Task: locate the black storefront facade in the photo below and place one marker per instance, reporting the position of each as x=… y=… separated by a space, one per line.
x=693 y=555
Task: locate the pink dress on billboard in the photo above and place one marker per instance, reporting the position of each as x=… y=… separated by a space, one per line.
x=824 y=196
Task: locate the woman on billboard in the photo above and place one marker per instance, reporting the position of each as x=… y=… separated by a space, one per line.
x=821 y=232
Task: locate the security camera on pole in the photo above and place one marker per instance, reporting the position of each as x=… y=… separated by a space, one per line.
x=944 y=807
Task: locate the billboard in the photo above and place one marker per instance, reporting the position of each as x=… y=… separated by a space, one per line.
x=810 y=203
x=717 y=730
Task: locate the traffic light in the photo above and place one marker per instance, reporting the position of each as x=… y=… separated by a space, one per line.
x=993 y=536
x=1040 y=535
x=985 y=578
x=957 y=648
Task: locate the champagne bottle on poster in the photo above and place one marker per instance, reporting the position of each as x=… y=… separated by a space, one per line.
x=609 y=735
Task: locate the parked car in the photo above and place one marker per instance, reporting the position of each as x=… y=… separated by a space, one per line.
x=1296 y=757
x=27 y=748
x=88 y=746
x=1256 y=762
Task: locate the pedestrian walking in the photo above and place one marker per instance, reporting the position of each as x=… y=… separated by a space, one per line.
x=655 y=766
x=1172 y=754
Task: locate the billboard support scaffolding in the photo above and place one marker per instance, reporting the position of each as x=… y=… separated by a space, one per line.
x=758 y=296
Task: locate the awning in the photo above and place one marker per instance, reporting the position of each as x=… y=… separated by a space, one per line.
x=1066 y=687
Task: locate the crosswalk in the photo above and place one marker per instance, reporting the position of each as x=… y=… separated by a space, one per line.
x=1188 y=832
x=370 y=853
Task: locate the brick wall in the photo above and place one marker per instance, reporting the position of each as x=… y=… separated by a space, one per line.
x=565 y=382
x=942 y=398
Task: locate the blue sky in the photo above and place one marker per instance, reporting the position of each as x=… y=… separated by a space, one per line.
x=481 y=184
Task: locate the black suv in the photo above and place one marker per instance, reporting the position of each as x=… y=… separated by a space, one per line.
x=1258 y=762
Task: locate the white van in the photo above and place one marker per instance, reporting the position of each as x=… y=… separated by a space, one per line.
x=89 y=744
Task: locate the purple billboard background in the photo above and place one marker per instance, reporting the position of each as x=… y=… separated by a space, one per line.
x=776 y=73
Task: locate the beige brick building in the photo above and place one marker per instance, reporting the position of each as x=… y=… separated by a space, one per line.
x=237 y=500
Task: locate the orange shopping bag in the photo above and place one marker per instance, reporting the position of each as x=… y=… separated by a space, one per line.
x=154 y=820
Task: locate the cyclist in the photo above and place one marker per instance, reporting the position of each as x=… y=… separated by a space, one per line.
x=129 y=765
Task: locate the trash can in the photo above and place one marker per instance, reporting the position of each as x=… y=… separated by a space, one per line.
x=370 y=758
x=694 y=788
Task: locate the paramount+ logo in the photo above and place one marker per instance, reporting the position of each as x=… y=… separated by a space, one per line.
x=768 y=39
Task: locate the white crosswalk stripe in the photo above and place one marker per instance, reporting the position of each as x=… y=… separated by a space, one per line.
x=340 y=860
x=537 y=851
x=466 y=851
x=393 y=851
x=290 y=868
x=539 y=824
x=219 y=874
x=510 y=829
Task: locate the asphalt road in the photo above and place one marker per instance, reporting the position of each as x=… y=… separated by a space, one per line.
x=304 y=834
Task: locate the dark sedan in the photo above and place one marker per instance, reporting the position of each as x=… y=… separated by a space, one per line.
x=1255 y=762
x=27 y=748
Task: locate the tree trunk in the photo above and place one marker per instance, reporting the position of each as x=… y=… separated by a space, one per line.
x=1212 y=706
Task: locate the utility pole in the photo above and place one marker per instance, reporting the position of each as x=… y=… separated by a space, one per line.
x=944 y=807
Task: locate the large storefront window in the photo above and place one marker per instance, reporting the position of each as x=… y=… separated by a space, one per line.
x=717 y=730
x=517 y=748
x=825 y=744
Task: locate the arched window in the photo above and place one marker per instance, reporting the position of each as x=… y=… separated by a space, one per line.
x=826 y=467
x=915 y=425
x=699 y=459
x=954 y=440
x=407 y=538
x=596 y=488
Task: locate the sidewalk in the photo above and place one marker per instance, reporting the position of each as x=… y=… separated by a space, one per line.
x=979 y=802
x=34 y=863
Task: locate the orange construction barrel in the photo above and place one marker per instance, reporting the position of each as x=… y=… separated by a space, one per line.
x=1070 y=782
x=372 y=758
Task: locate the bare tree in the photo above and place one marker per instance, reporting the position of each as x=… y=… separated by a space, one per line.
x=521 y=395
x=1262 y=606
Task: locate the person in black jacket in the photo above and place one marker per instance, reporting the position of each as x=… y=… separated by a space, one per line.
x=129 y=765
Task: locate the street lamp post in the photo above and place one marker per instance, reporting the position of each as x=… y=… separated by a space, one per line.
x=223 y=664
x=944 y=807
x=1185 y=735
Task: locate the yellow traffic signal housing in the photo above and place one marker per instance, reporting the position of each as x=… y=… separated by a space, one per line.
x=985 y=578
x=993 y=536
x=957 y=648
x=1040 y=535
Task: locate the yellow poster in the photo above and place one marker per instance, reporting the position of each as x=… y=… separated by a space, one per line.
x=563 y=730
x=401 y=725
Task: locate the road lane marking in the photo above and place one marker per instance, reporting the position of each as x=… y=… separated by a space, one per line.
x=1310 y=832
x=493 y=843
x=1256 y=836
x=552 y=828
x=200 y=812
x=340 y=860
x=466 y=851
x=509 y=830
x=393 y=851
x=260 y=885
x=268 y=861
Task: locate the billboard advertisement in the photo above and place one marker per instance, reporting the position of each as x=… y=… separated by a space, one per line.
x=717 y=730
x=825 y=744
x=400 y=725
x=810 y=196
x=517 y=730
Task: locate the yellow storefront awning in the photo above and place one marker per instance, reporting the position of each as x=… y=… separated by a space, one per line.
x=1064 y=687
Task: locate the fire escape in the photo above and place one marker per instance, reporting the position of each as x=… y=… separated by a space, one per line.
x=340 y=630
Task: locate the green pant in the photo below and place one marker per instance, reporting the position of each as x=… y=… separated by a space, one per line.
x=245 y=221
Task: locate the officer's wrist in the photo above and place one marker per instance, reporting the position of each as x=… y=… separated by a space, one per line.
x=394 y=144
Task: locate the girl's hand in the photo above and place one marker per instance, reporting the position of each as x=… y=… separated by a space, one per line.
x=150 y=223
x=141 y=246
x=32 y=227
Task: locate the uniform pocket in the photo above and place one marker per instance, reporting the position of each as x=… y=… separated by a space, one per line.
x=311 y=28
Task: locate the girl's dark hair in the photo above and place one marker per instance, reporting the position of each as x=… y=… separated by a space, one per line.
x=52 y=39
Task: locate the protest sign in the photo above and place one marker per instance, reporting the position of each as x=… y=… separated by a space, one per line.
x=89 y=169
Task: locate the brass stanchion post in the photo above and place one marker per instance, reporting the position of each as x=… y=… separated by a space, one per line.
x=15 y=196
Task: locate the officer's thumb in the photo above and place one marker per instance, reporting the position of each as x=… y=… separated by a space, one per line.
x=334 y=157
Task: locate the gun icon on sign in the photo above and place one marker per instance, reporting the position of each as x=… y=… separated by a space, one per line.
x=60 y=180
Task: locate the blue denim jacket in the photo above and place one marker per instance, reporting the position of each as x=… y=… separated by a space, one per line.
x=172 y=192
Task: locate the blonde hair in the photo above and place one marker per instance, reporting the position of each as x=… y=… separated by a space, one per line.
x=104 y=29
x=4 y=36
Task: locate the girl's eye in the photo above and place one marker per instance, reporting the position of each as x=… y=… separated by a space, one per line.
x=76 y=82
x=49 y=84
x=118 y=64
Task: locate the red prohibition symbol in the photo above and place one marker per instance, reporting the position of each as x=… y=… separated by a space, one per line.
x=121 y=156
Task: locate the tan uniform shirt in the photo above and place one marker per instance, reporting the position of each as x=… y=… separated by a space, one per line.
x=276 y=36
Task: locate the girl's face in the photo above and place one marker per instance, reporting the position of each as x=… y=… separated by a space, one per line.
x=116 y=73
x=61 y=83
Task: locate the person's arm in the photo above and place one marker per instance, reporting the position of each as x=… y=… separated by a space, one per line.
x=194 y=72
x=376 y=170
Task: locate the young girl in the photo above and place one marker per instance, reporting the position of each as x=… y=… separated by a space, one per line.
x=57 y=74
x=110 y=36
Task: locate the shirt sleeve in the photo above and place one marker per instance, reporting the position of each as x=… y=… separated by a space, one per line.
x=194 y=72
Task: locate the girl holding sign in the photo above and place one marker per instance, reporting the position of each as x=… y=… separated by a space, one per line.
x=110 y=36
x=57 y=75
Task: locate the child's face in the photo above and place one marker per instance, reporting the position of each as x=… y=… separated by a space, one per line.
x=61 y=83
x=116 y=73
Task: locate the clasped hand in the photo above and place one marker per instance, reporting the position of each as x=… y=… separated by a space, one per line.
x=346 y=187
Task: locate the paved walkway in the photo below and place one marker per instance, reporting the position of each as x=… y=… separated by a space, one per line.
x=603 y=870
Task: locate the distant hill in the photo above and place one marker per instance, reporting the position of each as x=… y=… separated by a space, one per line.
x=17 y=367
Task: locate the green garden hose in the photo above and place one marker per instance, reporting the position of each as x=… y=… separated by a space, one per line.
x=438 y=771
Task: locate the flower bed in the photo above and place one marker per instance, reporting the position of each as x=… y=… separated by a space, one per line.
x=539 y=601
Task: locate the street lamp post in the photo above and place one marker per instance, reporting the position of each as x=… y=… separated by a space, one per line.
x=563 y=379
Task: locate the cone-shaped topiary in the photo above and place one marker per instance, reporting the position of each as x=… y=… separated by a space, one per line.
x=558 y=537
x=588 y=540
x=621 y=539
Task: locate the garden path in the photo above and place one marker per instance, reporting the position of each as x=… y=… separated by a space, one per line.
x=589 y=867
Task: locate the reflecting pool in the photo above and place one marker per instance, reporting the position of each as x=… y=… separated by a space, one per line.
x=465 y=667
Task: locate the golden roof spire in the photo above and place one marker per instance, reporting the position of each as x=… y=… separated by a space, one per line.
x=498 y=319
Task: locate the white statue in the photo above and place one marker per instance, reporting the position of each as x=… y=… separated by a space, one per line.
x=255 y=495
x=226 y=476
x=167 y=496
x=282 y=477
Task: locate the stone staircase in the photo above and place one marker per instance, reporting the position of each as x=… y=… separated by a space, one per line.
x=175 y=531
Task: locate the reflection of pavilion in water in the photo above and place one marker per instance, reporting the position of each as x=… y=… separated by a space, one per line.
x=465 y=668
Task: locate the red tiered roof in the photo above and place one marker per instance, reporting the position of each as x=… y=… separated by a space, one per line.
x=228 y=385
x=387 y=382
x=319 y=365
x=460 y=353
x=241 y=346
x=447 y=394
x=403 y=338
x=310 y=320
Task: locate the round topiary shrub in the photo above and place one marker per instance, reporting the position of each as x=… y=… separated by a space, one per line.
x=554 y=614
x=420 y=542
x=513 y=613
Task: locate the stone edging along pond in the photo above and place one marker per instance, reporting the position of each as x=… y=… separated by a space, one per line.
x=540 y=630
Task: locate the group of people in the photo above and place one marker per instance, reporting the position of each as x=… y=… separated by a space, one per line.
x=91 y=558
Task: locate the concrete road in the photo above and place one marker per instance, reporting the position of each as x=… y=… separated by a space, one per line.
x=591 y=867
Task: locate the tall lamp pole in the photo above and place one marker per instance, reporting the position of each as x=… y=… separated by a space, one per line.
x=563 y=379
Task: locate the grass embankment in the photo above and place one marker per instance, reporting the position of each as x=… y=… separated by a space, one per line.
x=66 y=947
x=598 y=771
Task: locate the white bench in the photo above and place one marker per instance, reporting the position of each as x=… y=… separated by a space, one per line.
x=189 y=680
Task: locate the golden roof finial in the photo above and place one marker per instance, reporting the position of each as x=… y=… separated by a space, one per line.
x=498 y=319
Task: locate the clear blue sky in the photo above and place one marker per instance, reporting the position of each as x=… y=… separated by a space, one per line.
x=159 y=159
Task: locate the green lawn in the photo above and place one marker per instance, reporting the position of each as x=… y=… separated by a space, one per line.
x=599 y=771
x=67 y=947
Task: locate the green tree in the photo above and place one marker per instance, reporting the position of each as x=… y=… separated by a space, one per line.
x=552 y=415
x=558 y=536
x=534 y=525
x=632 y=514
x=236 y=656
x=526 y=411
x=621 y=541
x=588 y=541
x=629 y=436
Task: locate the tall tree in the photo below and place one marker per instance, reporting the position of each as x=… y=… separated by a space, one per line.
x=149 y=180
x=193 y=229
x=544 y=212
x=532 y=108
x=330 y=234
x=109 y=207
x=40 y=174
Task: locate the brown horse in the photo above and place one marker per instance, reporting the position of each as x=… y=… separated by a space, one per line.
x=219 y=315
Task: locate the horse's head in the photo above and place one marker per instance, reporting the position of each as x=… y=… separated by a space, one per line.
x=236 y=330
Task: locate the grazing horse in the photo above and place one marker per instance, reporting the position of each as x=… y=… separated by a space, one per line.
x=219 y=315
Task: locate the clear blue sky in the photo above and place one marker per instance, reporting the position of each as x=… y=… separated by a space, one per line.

::::::::

Written problem:
Starting at the beginning of the records and going on through the line with "x=693 y=555", write out every line again, including the ones that are not coordinates, and add 118 to each x and y coordinate value. Copy only those lines, and leave everything other than the coordinate numbers unchanged.

Correct answer:
Task: locate the black storefront facade in the photo below and place one marker per instance, reporting the position of each as x=… y=… separated by a space, one per line.
x=811 y=673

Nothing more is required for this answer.